▶ [Exercise description] The records must be returned word for word.

▶ [Exercise input]
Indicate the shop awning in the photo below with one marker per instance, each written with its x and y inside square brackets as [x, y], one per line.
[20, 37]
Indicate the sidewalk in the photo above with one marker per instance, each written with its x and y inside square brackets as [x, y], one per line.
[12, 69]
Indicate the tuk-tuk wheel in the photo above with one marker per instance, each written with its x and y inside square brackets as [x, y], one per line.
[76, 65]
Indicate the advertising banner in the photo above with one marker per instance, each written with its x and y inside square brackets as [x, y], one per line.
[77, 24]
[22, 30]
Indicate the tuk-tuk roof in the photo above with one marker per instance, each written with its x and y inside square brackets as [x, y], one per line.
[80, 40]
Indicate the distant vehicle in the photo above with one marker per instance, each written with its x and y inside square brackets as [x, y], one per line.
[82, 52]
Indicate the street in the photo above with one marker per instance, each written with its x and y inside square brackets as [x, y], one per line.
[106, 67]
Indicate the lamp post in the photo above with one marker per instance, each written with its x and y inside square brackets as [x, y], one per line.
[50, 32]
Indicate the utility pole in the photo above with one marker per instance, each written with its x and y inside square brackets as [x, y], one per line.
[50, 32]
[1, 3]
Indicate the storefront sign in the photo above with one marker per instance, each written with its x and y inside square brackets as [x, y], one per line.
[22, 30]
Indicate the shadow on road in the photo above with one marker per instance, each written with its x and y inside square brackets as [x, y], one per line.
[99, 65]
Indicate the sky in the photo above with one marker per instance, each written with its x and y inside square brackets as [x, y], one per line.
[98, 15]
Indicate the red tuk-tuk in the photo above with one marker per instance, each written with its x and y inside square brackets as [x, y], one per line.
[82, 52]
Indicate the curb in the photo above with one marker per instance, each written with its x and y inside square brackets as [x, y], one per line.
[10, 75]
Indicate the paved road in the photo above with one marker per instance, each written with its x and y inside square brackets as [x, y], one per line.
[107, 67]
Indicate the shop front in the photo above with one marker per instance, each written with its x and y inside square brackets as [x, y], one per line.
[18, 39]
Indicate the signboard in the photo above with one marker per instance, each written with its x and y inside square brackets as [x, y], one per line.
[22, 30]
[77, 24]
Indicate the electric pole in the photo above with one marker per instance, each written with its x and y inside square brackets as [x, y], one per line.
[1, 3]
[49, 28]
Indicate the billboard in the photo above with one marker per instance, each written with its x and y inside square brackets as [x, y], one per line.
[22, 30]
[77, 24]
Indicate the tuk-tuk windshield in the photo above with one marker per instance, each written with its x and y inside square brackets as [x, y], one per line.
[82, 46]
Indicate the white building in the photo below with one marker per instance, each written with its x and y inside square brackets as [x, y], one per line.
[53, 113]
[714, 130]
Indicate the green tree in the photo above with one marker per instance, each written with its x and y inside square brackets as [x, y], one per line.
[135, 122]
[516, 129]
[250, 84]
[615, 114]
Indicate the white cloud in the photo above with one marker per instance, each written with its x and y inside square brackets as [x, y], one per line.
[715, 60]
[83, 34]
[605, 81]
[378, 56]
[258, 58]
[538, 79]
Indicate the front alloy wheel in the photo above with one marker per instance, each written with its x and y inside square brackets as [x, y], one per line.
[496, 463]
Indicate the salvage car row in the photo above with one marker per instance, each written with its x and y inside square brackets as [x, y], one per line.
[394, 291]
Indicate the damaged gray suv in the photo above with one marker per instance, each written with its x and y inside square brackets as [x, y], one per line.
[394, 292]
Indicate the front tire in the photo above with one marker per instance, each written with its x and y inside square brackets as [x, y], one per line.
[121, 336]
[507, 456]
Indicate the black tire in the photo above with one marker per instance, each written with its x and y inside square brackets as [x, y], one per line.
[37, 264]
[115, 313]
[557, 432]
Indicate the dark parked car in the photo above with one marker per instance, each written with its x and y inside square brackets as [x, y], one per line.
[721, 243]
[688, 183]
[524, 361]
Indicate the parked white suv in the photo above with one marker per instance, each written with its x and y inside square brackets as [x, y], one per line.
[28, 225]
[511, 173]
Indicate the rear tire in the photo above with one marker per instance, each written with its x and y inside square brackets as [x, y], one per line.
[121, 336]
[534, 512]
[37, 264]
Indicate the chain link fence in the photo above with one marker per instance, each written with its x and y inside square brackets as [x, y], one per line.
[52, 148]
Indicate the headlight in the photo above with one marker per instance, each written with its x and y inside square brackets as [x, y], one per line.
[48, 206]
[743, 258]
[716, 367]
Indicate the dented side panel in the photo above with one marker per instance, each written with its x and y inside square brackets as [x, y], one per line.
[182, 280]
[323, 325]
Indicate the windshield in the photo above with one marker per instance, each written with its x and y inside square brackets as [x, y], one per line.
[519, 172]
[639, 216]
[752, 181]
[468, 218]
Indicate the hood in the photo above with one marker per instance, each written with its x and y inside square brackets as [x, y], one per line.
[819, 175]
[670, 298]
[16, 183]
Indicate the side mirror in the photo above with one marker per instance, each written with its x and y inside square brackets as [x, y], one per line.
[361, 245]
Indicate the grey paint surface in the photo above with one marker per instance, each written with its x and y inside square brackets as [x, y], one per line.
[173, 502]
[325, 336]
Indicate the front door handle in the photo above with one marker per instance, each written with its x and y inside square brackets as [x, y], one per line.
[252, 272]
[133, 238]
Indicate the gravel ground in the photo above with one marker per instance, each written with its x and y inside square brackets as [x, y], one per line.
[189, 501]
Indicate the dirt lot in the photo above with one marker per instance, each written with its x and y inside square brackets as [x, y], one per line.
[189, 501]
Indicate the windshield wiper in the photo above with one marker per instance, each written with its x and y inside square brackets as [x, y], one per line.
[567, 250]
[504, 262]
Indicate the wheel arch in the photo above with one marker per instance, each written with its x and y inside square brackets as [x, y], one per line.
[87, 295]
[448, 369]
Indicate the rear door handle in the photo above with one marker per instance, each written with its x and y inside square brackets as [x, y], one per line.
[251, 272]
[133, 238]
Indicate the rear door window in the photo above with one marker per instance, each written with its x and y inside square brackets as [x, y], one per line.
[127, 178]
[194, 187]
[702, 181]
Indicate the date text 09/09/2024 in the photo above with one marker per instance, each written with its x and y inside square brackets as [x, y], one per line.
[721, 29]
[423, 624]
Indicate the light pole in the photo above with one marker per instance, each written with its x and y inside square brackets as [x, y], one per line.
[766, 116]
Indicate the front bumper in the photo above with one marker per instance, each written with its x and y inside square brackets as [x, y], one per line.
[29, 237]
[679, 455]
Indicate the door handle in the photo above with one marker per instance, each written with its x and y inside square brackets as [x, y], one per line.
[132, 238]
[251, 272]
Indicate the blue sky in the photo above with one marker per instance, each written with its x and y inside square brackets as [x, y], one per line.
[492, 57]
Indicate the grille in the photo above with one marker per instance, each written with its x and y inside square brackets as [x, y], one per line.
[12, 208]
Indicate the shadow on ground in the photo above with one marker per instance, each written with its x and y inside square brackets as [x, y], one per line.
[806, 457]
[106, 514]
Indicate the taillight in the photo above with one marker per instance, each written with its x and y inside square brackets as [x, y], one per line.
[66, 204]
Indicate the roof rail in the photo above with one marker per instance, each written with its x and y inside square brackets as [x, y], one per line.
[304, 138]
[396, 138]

▶ [The answer]
Indicate the shop awning in the photo below with one marker per instance, each written with its x and y inside square brackets as [x, y], one per line.
[20, 37]
Indicate the sidewalk in the photo above with one marker per instance, each written with its x and y inside square brackets as [x, y], one per line.
[12, 69]
Indicate the tuk-tuk wheel in the photo above with one marker per instance, each written with its x and y inside square brackets as [x, y], one per line.
[76, 65]
Indicate the advertising banner in the photo above with one marker per instance, each written with its x and y inside square brackets as [x, y], one per line.
[77, 24]
[22, 30]
Indicate the tuk-tuk roof in the photo above with one marker per instance, each written with its x and y inside square brackets as [x, y], one per line.
[80, 40]
Indicate the distant vehicle in the photo above with one marker per instance, each written with its x and y inside square brackets as [x, y], one per line.
[82, 52]
Indicate the street in the photo above with one marker per instance, each written with its x and y inside square brackets as [x, y], one per line.
[106, 67]
Indicate the lamp post in the photo above with one marker per instance, each written with its x and y inside square brackets as [x, y], one per line.
[50, 32]
Indicate the utility pole in the photo above with one marker per instance, each written with its x and y inside square brackets as [x, y], one per line.
[50, 32]
[1, 3]
Indicate the storefront sign in the photo above with one marker per instance, each written with its x and y inside square brackets as [x, y], one per line.
[22, 30]
Indicate the shadow on road in the photo above with one marker per instance, each written with its x and y inside square brackets as [x, y], one per line.
[99, 65]
Indicate the sky in the photo above with one marker per instance, each written with its x and y inside square brackets as [x, y], one per line.
[98, 15]
Indicate the red tuk-tuk in the photo above with one marker per instance, each written with its x and y inside square brackets as [x, y], one per line.
[82, 52]
Indicate the curb in the photo above with one marker per instance, each written with its x and y inside square brackets as [x, y], one per line.
[10, 75]
Indicate the paved road in the photo above with one marker per instance, each written with its x and y inside square brackets as [x, y], one per line.
[107, 67]
Indicate the shop front in the photo above with one marker per instance, each written with its x and y inside square brackets as [x, y], one per line.
[18, 39]
Indicate the signboard in the photo above with one marker per instance, each written with its x and y inside square brackets as [x, y], one per line.
[22, 30]
[77, 24]
Indicate the electric pole in the photo above with one marker per instance, each written with its x and y inside square brackets as [x, y], one per line.
[1, 3]
[49, 28]
Indicate the billboard in the photo above with one marker per instance, each written with its x and y inside square brackets as [x, y], one per line.
[22, 30]
[77, 24]
Indicate the tuk-tuk windshield in the photo above with one marker per instance, each written with its x and y inside square brackets as [x, y], one per line.
[82, 46]
Indicate the white building in the photo below with one marker per instance, each written with its x and y inside square brackets as [x, y], one per line.
[53, 113]
[714, 130]
Indicate the green tree in the photo above with one marker per instance, each written with its x and y inside square brackets as [x, y], one per line.
[135, 122]
[516, 129]
[250, 84]
[615, 114]
Indicate the white cloud in the photo above with one marker per instance, each written with its x and y inside square brackets as [x, y], one per line.
[715, 60]
[83, 34]
[605, 81]
[378, 56]
[258, 58]
[538, 79]
Indicate the front alloy wheel in the photo above with one marker per instance, each written with its x and y inside square brackets as [x, y], one per line.
[496, 463]
Indicate the salvage car row in the photo above with one marker per instance, each written with its x and y inside square brackets as [x, y], one per line.
[394, 291]
Indicate the damaged gray suv in the photo above with one marker per instance, each written with its x and y inside square brackets as [x, y], one per line.
[394, 292]
Indicate the front tire in the photo above with one marker per instance, each written with its x and y inside square brackets as [x, y], one per line.
[121, 336]
[507, 456]
Indicate the black tire in the photo above with one marker per instance, each written with its x and y inside square brackets as [x, y], one per line.
[37, 264]
[115, 313]
[557, 432]
Indicate the dark parked car in the photo above with one marker per instance, each written with its x and y inside square brackets as [x, y], one per line.
[721, 243]
[688, 183]
[524, 361]
Indicate the parked white suv in the photo above with one marker per instance, each written with its x and y inside square brackets as [x, y], one per line.
[28, 225]
[511, 173]
Indicate the rear tire in the photo above with one marker per instance, each written with its x and y inside square brackets as [x, y], one per line.
[121, 336]
[534, 512]
[37, 264]
Indicate the chain link fence in the photo above with one marker per instance, each written with its x and y inside square brackets as [x, y], one per line.
[52, 148]
Indicate the headlight in the photo above with one marker per instance, each written with its x and y inside square brackets as [x, y], one per line.
[48, 206]
[743, 258]
[716, 367]
Indicate the dented side panel in the photo above with one marker per instance, each written with its x and y inside square brackets as [x, y], one per line.
[182, 280]
[323, 325]
Indicate the windshield in the photo above with one marker per instance, each written with its x and y inside square brackets as [x, y], one per line.
[519, 172]
[639, 216]
[752, 181]
[468, 218]
Indicate the hood in the photo above with one marker per instance, each written with its x and y inside square brackets as [x, y], one per line.
[819, 175]
[670, 298]
[16, 183]
Indicate the side mirror in the photo above with one marker per instance, each written with its x and y inside square brackets as [x, y], one per line.
[361, 245]
Indicate the grey paint surface in the photo above with one marker per instance, each written with its x and y inside square brackets as [x, y], one per line.
[173, 502]
[325, 336]
Indicate the front door handle in the photo above with one marker per instance, each written with its x and y inside square brackets as [x, y], one per line.
[252, 272]
[133, 238]
Indicate the gravel ground in the photo above with one marker per instance, each written with its x and y inside square brackets as [x, y], one per line.
[189, 501]
Indicate the dirt lot in the photo above with one marker per instance, each written with its x and y inside square brackets as [x, y], one per line.
[189, 501]
Indicate the windshield wiper in the photo above with one marker per instance, each written with its x and y inside square brackets as [x, y], one per line.
[567, 250]
[504, 262]
Indicate the wheel arch in the photo above with one marker per instance, each written with its x and y inside square brackets as [x, y], one per line.
[87, 295]
[448, 369]
Indicate the rear door handle in the photo above with one marker per instance, each written with its x and y inside square brackets as [x, y], one per line.
[251, 272]
[133, 238]
Indicate the rear door window in the photo above with one marker per instance, each written with its x and y inside square brackets as [x, y], one per line.
[127, 178]
[194, 187]
[702, 181]
Indicate the date text 09/09/2024 in the photo above with one marker per instance, each written with its x and y inside square brackets as [x, y], one per line.
[721, 29]
[423, 624]
Indicate the light pole in the photo above with one marker per instance, each written with its x and y inside square brackets as [x, y], one per line.
[766, 116]
Indicate the front bumper in the photo above with one marker per instance, each written with its x and y inside square brackets as [x, y], one per line.
[29, 237]
[679, 455]
Indicate the door handle in the photo above with one marker per instance, each written with its x and y inside square brackets as [x, y], one per line.
[132, 238]
[251, 272]
Indicate the blue sky in the photo above with one marker per instance, each written with its x and y inside square brackets as [x, y], one per line.
[492, 57]
Indicate the grille in the photo above with one marker per instance, each written with its x and y inside square brackets as [x, y], one per line.
[12, 208]
Indicate the shadow on ground in the photo above with one marker per instance, each written with its x and y inside square brackets as [x, y], one per line.
[806, 457]
[106, 514]
Indicate the taillight in the photo above with one marker per instance, each written with its x and y inside square brackets as [x, y], one per line.
[66, 204]
Indicate the roof rail in the photo above with one marker per instance, each written with its x and y inside square brackets as [x, y], one per line.
[304, 138]
[396, 138]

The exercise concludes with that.